**PROBLEM REQUIREMENTS**: Repeat the stretch of entries below from the line with "Target: shrub" through the line with "Question. For every instance of the horse's leg". Include both ends and add nothing.

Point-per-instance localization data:
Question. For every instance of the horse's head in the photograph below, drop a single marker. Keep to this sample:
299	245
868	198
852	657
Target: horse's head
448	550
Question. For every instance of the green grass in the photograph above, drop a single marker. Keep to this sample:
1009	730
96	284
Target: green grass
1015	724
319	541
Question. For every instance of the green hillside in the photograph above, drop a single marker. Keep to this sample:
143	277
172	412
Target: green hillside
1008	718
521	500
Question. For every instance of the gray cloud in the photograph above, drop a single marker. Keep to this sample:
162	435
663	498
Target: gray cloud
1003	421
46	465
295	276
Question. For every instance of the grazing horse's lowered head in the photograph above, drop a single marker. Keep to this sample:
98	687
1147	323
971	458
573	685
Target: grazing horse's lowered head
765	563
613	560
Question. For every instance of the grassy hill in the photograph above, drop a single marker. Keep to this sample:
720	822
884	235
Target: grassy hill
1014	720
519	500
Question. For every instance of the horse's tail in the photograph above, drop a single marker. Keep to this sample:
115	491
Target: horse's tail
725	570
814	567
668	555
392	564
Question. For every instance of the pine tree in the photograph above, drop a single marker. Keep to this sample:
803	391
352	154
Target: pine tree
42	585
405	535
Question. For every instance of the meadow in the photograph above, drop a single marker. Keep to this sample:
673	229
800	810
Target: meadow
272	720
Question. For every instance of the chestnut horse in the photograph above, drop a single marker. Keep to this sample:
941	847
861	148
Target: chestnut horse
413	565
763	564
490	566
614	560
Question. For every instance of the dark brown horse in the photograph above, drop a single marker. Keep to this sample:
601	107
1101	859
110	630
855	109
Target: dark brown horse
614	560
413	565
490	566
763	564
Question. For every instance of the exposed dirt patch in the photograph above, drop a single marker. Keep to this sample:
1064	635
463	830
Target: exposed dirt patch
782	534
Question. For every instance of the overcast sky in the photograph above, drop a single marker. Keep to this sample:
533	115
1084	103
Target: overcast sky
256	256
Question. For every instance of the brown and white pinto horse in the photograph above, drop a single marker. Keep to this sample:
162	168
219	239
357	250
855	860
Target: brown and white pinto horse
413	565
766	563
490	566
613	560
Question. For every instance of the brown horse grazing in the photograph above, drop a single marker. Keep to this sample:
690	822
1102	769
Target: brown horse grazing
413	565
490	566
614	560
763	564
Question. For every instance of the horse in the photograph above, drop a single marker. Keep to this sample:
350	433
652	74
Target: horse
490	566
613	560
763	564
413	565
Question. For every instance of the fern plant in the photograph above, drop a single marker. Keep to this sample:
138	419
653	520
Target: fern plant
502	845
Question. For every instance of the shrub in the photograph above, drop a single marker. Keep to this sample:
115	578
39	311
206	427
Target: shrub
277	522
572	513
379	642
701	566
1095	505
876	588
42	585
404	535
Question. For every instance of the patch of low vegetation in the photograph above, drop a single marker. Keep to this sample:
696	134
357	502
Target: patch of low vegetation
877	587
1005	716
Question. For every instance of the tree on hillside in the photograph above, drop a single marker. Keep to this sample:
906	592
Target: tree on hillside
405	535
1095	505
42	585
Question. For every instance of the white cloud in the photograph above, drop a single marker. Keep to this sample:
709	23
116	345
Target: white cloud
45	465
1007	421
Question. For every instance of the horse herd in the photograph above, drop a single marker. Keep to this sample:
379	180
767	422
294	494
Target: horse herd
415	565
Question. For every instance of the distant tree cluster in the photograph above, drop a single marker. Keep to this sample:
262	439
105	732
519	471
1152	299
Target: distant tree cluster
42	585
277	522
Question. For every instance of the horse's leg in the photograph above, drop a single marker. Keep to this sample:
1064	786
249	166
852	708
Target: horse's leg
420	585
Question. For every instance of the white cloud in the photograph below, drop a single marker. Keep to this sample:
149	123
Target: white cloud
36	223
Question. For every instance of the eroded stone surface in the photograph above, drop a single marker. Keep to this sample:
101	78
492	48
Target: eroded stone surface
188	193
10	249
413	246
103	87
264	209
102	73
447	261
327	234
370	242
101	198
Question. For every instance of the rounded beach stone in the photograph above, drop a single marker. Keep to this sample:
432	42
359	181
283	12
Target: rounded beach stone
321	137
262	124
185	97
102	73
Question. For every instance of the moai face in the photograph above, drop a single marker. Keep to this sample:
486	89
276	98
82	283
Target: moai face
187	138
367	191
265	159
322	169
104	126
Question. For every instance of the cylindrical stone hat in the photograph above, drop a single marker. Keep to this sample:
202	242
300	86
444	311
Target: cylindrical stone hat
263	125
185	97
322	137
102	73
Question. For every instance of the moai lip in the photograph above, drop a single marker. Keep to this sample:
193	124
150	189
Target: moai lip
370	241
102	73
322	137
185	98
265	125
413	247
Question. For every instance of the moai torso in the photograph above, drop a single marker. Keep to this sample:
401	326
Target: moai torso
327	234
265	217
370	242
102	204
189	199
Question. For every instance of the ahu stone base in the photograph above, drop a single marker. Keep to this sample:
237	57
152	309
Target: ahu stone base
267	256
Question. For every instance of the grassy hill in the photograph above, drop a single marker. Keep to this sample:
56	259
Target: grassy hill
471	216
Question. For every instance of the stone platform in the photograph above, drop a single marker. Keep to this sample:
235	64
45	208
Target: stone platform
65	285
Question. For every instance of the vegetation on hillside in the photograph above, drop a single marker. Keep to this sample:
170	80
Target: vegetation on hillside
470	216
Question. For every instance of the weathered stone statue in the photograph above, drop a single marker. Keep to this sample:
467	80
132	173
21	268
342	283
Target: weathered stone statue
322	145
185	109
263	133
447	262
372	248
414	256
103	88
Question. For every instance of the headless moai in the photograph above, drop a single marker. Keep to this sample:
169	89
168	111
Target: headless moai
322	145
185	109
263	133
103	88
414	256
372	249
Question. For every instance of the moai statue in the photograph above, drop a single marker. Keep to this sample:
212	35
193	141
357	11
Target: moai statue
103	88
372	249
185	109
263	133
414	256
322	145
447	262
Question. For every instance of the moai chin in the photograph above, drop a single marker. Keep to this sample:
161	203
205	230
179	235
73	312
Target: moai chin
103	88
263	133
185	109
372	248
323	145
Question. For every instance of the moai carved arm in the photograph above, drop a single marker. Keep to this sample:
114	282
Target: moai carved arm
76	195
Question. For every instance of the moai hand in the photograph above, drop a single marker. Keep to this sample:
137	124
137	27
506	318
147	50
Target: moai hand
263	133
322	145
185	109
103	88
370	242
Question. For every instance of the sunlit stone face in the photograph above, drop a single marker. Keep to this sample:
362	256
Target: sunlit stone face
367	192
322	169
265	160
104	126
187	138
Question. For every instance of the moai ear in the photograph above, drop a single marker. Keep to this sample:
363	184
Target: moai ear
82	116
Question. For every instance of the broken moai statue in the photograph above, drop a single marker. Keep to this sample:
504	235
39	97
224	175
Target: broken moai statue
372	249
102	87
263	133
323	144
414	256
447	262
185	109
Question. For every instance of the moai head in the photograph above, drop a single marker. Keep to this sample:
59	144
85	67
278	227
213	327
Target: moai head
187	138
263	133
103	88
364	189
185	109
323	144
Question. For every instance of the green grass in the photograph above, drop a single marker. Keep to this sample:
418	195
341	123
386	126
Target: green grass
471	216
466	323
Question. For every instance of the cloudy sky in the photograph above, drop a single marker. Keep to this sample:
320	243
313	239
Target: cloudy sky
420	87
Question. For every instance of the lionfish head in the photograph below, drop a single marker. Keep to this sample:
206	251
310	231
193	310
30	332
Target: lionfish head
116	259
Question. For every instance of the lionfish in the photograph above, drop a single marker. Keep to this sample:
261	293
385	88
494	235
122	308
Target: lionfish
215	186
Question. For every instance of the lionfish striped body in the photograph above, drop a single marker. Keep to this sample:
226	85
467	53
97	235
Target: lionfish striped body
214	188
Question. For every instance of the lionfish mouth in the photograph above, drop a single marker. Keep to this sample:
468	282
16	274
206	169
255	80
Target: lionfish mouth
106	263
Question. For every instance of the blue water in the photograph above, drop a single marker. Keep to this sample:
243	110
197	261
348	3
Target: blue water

**RESULT OF THE TASK**:
Target: shrub
277	522
572	513
379	642
701	566
1095	505
876	588
42	585
404	535
Question. For every instance of the patch of low vegetation in the photograph above, drop a single marker. Keep to this sample:
696	134
357	502
Target: patch of low vegetation
877	587
1005	716
Question. For every instance of the tree on hillside in the photograph above, drop a single marker. Keep to this sample:
906	592
Target: tree on hillside
405	535
1095	505
42	585
Question. For every instance of the white cloud in the photograph above, drop a single marker. Keep to this sample:
709	23
116	345
Target: white cloud
45	465
1007	421
Question. For every instance of the horse herd in the photograph above, drop a single marker. Keep to this sample:
379	180
767	422
294	494
Target: horse herd
415	565
Question. For every instance of the distant tree cluster in the photograph above, drop a single marker. Keep to this sample:
262	439
105	732
519	471
1152	299
Target: distant tree cluster
42	585
277	522
Question. For every instance of the horse's leg in the photograph above, drop a single marker. Keep to this sample:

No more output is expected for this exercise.